TEXT EXTRACT>
A Digital Operating System For Schools
Israeli start-up Time To Know is out to revolutionize education by building a common operating system and digital core curriculum for schools, radically changing the way teachers and students interact. The company, which has so far won contracts with schools in Israel, Texas and New York, has raised $60 million in funding thanks to one of its backers, Shmuel Meitar, a co-founder of Amdocs, a global customer care and billing software company.
The flaws in today's "chalk and talk" educational system, which has remained pretty much unchanged in the last 100 years, are widely recognized. But attempts to fix it by bolting on computers and connectivity have so far had only limited success, partly because of a lack of relevant educational content and software tools.
"What is needed is a holistic approach," says Dovi Weiss, Time to Know's Chief Pedagogical Officer and a company co-founder. Enter Time to Know's Web- based infrastructure software, which serves as a digital teaching platform. The software functions as an operating system for teaching, learning and assessment in the classroom. Its uniqueness is that it is based on core curriculum subjects such as math, language arts (reading, writing and comprehension) as well as English as a second or foreign language. And it supports a lot of real time functions, allowing teachers to get immediate feedback on which students in the classroom get it and which don't.
"What we are building is a partnership between teachers and technology," says Weiss. Time To Know's digital platform, which was developed by a team of some 340 educators, software developers and graphic and creative designers, is "one of the major pillars" of a five-year country- wide plan to increase the use of computers inside Israeli schools, says Weiss. The company hosted Israeli Prime Minister Benjamin Netanyahu at one of the schools using Time to Know technology on June 3 to demonstrate how the software can not only help make learning more fun and interactive but increase understanding of complex mathematical concepts and improve language listening and comprehension skills.
Weiss and Time To Know co-founders Molly Globus and Paz Litman have been invited to travel with Israeli President Shimon Peres to S. Korea the week of June 7 as part of a delegation to advance Israeli interests in that country. "Education is a very high national priority in Korea so it is a very logical match," says Weiss.

REQUEST A> Please copy out the rows from the line containing "Please, if you would, locate the yellow" through the line containing "[[182, 66, 195, 74], [213, 68, 231, 76]]", inclusive, with the requests left as they are and 89 added to every bounding-box coordinate in the answers.

(Labeled box records)
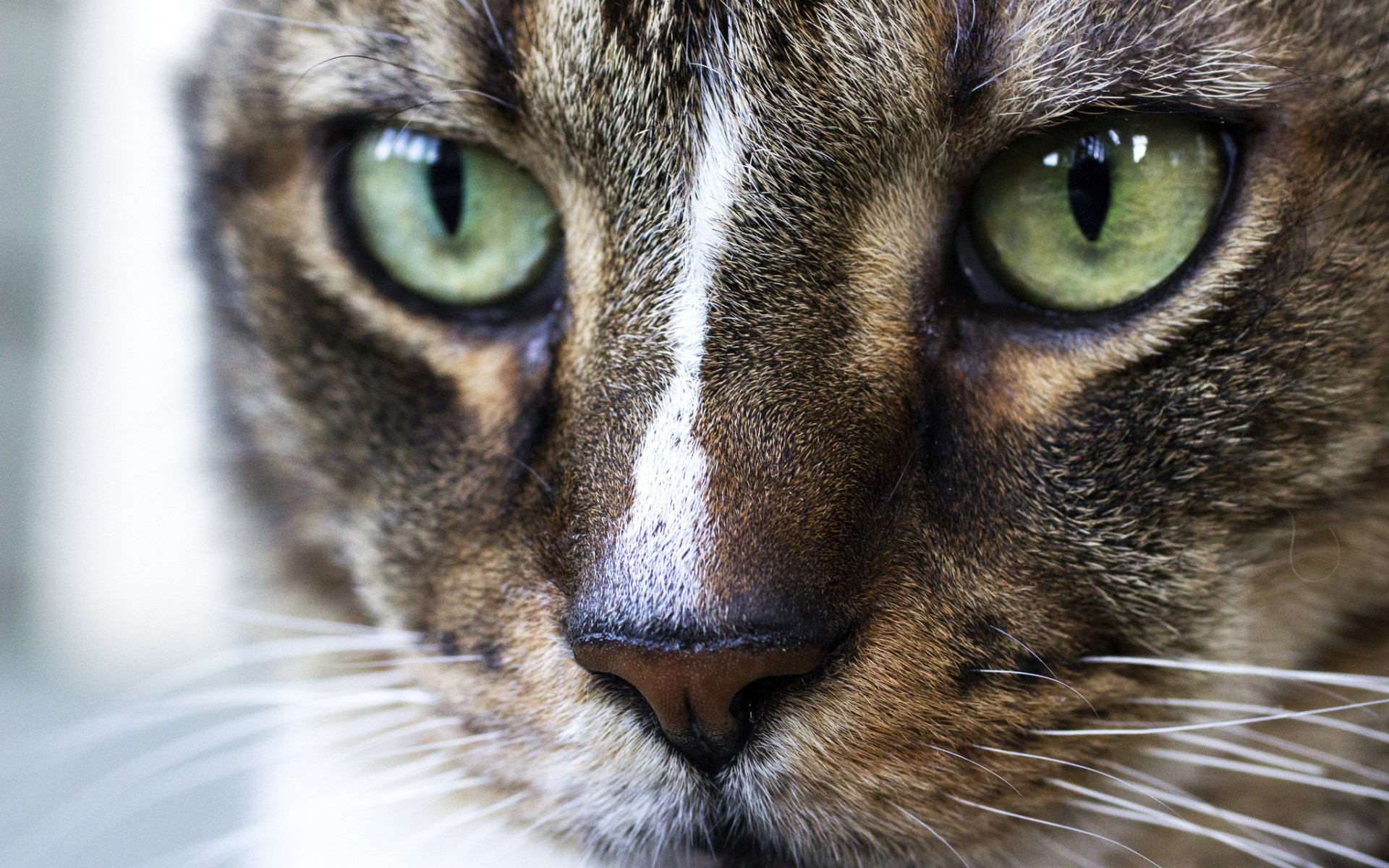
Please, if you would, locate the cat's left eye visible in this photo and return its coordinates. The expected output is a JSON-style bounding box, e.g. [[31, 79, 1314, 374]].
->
[[347, 128, 560, 308], [960, 114, 1233, 314]]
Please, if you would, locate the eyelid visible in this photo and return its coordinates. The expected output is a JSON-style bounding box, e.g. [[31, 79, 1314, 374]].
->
[[951, 111, 1252, 319]]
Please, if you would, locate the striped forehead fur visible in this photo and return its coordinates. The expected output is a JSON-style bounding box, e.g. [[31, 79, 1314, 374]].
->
[[189, 0, 1389, 868]]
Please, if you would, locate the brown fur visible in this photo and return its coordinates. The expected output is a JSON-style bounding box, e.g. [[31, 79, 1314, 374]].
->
[[189, 0, 1389, 868]]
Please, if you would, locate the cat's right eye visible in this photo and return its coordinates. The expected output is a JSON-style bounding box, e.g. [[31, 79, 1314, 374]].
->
[[346, 128, 560, 308]]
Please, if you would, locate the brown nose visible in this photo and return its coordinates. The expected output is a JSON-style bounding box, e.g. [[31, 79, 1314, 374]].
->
[[574, 640, 825, 773]]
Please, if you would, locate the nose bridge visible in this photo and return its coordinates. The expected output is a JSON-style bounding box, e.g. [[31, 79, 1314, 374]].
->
[[568, 52, 906, 644], [568, 239, 906, 646]]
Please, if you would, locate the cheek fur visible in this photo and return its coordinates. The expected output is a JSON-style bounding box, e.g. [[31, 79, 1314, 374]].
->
[[189, 0, 1389, 868]]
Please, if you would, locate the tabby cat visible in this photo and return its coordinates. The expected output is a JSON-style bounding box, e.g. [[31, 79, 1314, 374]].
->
[[186, 0, 1389, 868]]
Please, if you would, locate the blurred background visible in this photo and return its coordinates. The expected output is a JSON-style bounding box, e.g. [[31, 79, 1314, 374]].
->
[[0, 0, 257, 868]]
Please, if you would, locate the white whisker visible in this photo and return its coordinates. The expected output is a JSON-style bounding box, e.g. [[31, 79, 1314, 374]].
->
[[213, 6, 409, 43], [1167, 732, 1327, 776], [888, 801, 971, 868], [927, 744, 1022, 796], [1067, 799, 1321, 868], [1081, 657, 1389, 693], [226, 605, 424, 644], [1231, 729, 1389, 783], [1072, 790, 1389, 868], [1032, 699, 1389, 740], [1129, 699, 1389, 744], [989, 624, 1061, 679], [950, 796, 1163, 868], [975, 669, 1100, 717], [975, 744, 1175, 812], [1147, 747, 1389, 801], [364, 731, 504, 760]]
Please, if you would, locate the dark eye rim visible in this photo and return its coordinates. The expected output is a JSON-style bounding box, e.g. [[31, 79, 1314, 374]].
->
[[320, 118, 565, 331], [948, 119, 1249, 329]]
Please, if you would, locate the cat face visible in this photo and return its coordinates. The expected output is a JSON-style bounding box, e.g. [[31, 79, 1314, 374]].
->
[[190, 0, 1389, 867]]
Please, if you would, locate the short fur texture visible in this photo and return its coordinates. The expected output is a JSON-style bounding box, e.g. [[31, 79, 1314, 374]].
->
[[187, 0, 1389, 868]]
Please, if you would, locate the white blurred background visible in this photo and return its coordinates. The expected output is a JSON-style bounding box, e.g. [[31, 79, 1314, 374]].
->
[[0, 0, 246, 868]]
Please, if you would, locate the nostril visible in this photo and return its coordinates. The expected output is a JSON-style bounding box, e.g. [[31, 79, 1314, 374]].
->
[[574, 639, 825, 771]]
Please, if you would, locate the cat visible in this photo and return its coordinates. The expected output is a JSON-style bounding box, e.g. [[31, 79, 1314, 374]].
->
[[186, 0, 1389, 868]]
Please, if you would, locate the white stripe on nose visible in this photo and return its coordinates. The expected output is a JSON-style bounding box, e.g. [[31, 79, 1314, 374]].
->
[[610, 46, 746, 613]]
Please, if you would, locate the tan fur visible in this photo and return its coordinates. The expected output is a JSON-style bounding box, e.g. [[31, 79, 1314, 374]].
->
[[189, 0, 1389, 868]]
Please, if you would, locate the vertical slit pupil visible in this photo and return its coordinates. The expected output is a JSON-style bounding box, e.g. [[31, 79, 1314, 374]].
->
[[1066, 135, 1111, 242], [429, 142, 464, 234]]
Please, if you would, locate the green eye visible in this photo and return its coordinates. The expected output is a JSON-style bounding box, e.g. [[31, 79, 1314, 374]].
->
[[349, 128, 560, 307], [961, 115, 1229, 312]]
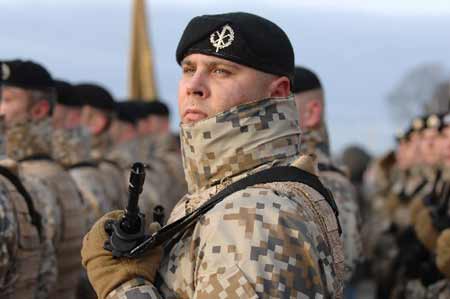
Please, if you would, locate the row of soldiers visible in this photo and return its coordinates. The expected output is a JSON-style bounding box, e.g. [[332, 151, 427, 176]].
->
[[366, 114, 450, 299], [0, 60, 186, 299], [0, 12, 370, 299]]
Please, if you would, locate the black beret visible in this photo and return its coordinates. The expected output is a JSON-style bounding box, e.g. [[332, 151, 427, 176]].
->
[[0, 60, 55, 90], [115, 101, 140, 125], [145, 100, 170, 117], [411, 116, 427, 133], [176, 12, 295, 82], [292, 66, 322, 93], [74, 83, 115, 111], [55, 80, 82, 107]]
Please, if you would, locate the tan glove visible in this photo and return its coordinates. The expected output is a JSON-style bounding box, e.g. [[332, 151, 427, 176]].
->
[[414, 208, 439, 252], [436, 229, 450, 279], [81, 211, 162, 299]]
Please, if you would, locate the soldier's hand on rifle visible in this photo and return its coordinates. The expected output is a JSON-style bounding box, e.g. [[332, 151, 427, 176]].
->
[[81, 211, 162, 299]]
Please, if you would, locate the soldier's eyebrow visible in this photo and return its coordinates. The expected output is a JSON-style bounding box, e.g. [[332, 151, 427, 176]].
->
[[208, 61, 239, 70], [181, 59, 194, 66]]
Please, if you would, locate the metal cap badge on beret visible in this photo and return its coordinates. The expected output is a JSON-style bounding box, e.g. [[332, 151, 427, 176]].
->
[[0, 60, 55, 90], [292, 66, 322, 93], [115, 101, 140, 125], [395, 129, 406, 143], [176, 12, 294, 82], [55, 80, 82, 107], [411, 117, 425, 131], [74, 83, 116, 111]]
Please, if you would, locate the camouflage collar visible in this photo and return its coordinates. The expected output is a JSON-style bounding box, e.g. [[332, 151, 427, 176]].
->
[[52, 127, 90, 167], [5, 118, 52, 160], [180, 97, 300, 193], [91, 132, 112, 160], [301, 123, 330, 163]]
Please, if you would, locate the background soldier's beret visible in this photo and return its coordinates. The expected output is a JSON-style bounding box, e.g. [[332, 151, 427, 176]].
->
[[395, 129, 407, 143], [292, 66, 322, 93], [55, 80, 82, 107], [145, 100, 170, 117], [425, 114, 441, 129], [176, 12, 294, 82], [74, 83, 116, 111], [115, 101, 141, 125], [0, 60, 55, 90]]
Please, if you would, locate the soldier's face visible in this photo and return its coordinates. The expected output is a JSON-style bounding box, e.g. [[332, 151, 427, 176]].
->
[[52, 104, 81, 129], [420, 128, 439, 165], [178, 54, 289, 123], [0, 86, 31, 126]]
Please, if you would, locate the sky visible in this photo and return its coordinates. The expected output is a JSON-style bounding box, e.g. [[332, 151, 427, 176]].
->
[[0, 0, 450, 154]]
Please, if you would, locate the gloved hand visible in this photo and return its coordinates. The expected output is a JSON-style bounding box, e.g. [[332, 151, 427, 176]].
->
[[414, 208, 439, 252], [81, 211, 162, 299], [436, 229, 450, 279]]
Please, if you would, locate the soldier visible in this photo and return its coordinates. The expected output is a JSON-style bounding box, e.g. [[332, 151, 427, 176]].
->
[[293, 66, 362, 288], [0, 136, 57, 299], [75, 83, 127, 209], [108, 101, 175, 224], [52, 80, 112, 227], [137, 101, 187, 215], [0, 60, 85, 298], [82, 13, 343, 299]]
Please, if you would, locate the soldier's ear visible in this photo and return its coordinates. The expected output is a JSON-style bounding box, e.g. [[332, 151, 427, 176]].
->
[[269, 76, 291, 98], [303, 100, 323, 128]]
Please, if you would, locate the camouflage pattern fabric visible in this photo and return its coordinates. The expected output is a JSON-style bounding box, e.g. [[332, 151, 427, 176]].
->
[[108, 98, 343, 299], [108, 139, 174, 222], [52, 127, 112, 227], [0, 180, 19, 298], [6, 119, 86, 299], [139, 134, 187, 216], [52, 127, 91, 167], [90, 132, 128, 210], [302, 124, 363, 281]]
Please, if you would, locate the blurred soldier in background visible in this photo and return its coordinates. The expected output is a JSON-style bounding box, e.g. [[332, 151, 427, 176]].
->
[[293, 66, 362, 296], [52, 81, 112, 227], [82, 13, 343, 299], [0, 60, 86, 298], [75, 83, 127, 209]]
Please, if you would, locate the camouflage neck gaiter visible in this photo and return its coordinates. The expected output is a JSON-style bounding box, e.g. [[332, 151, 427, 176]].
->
[[180, 97, 300, 193], [5, 118, 52, 161], [52, 127, 91, 167], [301, 122, 330, 162], [91, 132, 112, 160]]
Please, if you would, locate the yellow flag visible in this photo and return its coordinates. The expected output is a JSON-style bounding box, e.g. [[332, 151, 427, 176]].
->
[[128, 0, 156, 100]]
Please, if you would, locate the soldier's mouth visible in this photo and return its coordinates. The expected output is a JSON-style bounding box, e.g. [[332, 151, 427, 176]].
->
[[183, 109, 208, 123]]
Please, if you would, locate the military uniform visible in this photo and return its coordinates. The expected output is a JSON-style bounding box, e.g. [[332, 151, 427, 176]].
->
[[302, 125, 363, 281], [6, 119, 86, 298], [102, 99, 343, 299], [52, 127, 112, 227], [139, 135, 187, 220], [0, 137, 57, 299]]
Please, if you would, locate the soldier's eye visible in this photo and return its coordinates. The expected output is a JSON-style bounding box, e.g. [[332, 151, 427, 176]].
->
[[182, 66, 195, 74], [213, 68, 231, 76]]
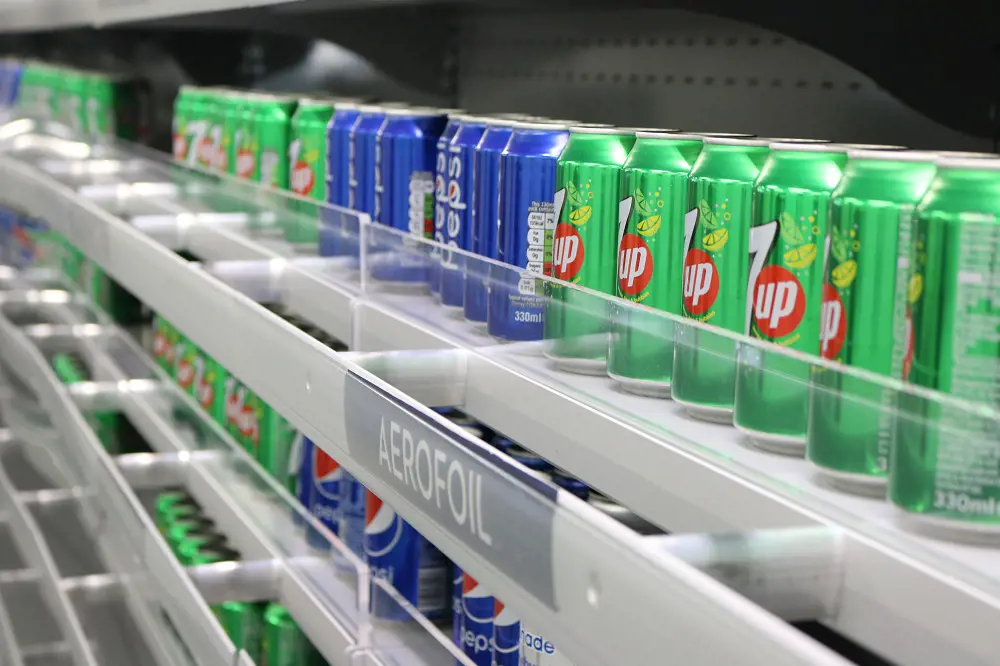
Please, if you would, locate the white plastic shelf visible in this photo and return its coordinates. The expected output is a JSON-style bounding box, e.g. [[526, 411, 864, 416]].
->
[[0, 120, 1000, 666]]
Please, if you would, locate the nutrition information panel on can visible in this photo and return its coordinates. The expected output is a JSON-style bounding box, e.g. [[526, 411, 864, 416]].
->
[[936, 218, 1000, 515]]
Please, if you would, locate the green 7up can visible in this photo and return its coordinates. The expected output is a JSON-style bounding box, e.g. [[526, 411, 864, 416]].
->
[[733, 143, 847, 455], [671, 137, 769, 423], [608, 132, 702, 398], [175, 339, 224, 419]]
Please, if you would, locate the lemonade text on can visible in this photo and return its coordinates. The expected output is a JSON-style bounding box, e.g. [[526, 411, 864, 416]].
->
[[733, 143, 847, 455], [435, 116, 486, 308], [889, 157, 1000, 539], [806, 150, 935, 495], [463, 118, 514, 322], [486, 122, 569, 341], [545, 126, 635, 374], [427, 114, 462, 294], [371, 108, 448, 284], [608, 132, 702, 397], [670, 137, 768, 423]]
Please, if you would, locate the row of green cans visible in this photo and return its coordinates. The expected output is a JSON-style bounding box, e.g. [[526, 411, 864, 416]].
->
[[153, 316, 295, 487], [173, 86, 337, 243], [546, 128, 1000, 536], [18, 61, 150, 141]]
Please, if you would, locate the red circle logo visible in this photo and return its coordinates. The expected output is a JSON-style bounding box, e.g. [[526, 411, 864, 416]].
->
[[552, 222, 583, 280], [819, 284, 847, 359], [684, 248, 719, 316], [753, 266, 806, 339], [618, 234, 653, 296], [291, 160, 316, 196]]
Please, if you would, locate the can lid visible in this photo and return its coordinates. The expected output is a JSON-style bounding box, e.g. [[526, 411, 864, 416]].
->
[[511, 120, 569, 130], [449, 113, 492, 125], [382, 106, 443, 118], [847, 148, 941, 162], [704, 136, 771, 147], [621, 127, 681, 135], [935, 155, 1000, 171], [635, 130, 705, 141], [768, 141, 847, 153], [689, 131, 757, 139], [569, 124, 632, 136], [826, 143, 906, 152]]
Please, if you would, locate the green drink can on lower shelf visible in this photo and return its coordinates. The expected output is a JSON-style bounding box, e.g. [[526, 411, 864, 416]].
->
[[220, 601, 264, 664], [544, 126, 635, 375], [889, 153, 1000, 539], [257, 603, 322, 666], [608, 132, 703, 398], [806, 150, 936, 495], [671, 137, 769, 423]]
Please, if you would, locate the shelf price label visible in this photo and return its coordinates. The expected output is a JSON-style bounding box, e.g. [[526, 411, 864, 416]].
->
[[344, 374, 557, 609]]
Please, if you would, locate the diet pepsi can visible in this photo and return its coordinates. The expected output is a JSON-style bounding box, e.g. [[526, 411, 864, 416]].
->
[[365, 490, 449, 620], [308, 443, 343, 548], [493, 597, 521, 666], [428, 115, 459, 294], [326, 102, 361, 208], [370, 109, 448, 284], [339, 469, 368, 557], [347, 106, 385, 222], [464, 119, 514, 322], [441, 116, 486, 308], [486, 123, 569, 340], [462, 571, 493, 666], [288, 432, 313, 525]]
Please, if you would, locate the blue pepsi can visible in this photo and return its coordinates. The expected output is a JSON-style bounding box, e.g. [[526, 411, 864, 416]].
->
[[306, 442, 344, 548], [493, 597, 521, 666], [288, 432, 314, 525], [347, 106, 385, 221], [486, 123, 569, 340], [339, 469, 368, 557], [464, 119, 514, 322], [428, 115, 459, 294], [441, 116, 487, 308], [451, 562, 464, 647], [370, 109, 448, 284], [326, 102, 361, 208], [462, 571, 493, 666], [365, 490, 450, 620]]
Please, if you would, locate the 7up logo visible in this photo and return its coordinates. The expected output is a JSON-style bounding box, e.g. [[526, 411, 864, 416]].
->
[[819, 284, 847, 359], [552, 223, 583, 280], [753, 266, 806, 339]]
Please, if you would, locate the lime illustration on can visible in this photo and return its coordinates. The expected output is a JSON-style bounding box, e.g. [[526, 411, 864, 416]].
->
[[544, 127, 635, 374], [889, 157, 1000, 539], [608, 132, 702, 398], [671, 137, 769, 423], [806, 150, 935, 495], [733, 143, 847, 455]]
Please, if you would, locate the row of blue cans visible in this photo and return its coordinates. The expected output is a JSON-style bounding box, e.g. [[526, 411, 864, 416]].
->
[[320, 104, 569, 340], [291, 409, 490, 620], [0, 59, 24, 109]]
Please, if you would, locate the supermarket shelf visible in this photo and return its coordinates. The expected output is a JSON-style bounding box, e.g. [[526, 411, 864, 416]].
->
[[26, 140, 1000, 665], [0, 280, 468, 666], [0, 128, 860, 664]]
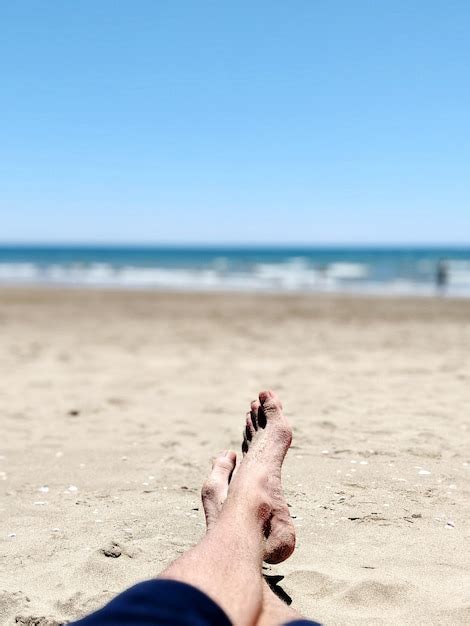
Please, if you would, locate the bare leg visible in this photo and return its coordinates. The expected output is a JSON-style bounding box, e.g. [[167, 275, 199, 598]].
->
[[161, 392, 295, 626], [201, 400, 302, 626]]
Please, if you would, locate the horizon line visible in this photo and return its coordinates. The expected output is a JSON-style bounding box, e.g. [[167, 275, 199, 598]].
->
[[0, 240, 470, 249]]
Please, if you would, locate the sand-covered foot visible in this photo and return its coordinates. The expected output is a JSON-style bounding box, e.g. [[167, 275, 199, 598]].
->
[[238, 391, 295, 563], [202, 392, 295, 563], [201, 450, 237, 530]]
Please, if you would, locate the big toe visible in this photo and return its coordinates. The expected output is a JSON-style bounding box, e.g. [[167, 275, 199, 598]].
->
[[259, 389, 282, 417]]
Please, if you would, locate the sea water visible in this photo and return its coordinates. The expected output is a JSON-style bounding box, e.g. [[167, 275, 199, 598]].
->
[[0, 245, 470, 297]]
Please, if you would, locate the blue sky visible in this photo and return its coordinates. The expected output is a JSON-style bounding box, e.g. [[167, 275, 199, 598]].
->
[[0, 0, 470, 244]]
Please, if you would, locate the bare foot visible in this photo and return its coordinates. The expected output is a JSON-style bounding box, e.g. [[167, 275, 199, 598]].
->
[[202, 391, 295, 563]]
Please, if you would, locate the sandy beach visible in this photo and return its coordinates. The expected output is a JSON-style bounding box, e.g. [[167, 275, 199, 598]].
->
[[0, 289, 470, 626]]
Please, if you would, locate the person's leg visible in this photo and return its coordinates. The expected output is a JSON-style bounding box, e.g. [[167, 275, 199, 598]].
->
[[201, 450, 302, 626], [159, 392, 295, 625]]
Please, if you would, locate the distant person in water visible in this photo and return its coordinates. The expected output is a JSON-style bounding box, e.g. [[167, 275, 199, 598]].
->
[[71, 391, 318, 626], [436, 259, 449, 293]]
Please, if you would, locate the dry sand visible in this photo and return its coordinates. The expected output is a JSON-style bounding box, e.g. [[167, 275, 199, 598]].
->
[[0, 289, 470, 626]]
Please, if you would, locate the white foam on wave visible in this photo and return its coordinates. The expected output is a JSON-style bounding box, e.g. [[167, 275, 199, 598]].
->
[[0, 258, 470, 296]]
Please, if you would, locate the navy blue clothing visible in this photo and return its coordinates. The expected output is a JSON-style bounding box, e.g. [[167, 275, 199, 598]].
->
[[70, 578, 320, 626]]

REQUEST B>
Decide whether each statement below agrees with the article on Time To Know. Answer yes or no for each, and quote the words from the article that settle it.
(i) Time To Know has raised $60 million in funding.
(ii) The company's digital platform was developed by a team of about 500 people.
(iii) The company hosted the Israeli Prime Minister at a school on June 3.

WRITTEN SOLUTION A>
Please, if you would, locate the yellow flag visible in this photo and return its coordinates. The expected output is a JSON-style bounding box, e.g. [[332, 151, 427, 176]].
->
[[217, 89, 245, 189]]
Please, if you would, locate the soldier's mouth visible in this photo and return its coordinates. The expected output is a JSON-style bounding box, e.g. [[332, 151, 427, 176]].
->
[[272, 198, 297, 212]]
Please, if you would, locate the military uniform visible in this photo and return its coordinates. The expected output is a JSON-style bounding box, e.g. [[332, 151, 427, 176]].
->
[[391, 214, 452, 370], [95, 208, 175, 387], [191, 188, 432, 388], [141, 216, 201, 316], [228, 224, 276, 309], [89, 226, 146, 388]]
Please, if you would, locate the soldier's eye visible in this photo and return its coordinates. The expected output is a JSON-style bounding box, e.g. [[332, 151, 427, 176]].
->
[[271, 155, 284, 163], [302, 157, 320, 165]]

WRITTEN SOLUTION B>
(i) Yes: "has raised $60 million in funding"
(ii) No: "developed by a team of some 340 educators, software developers and graphic and creative designers"
(iii) Yes: "hosted Israeli Prime Minister Benjamin Netanyahu at one of the schools using Time to Know technology on June 3"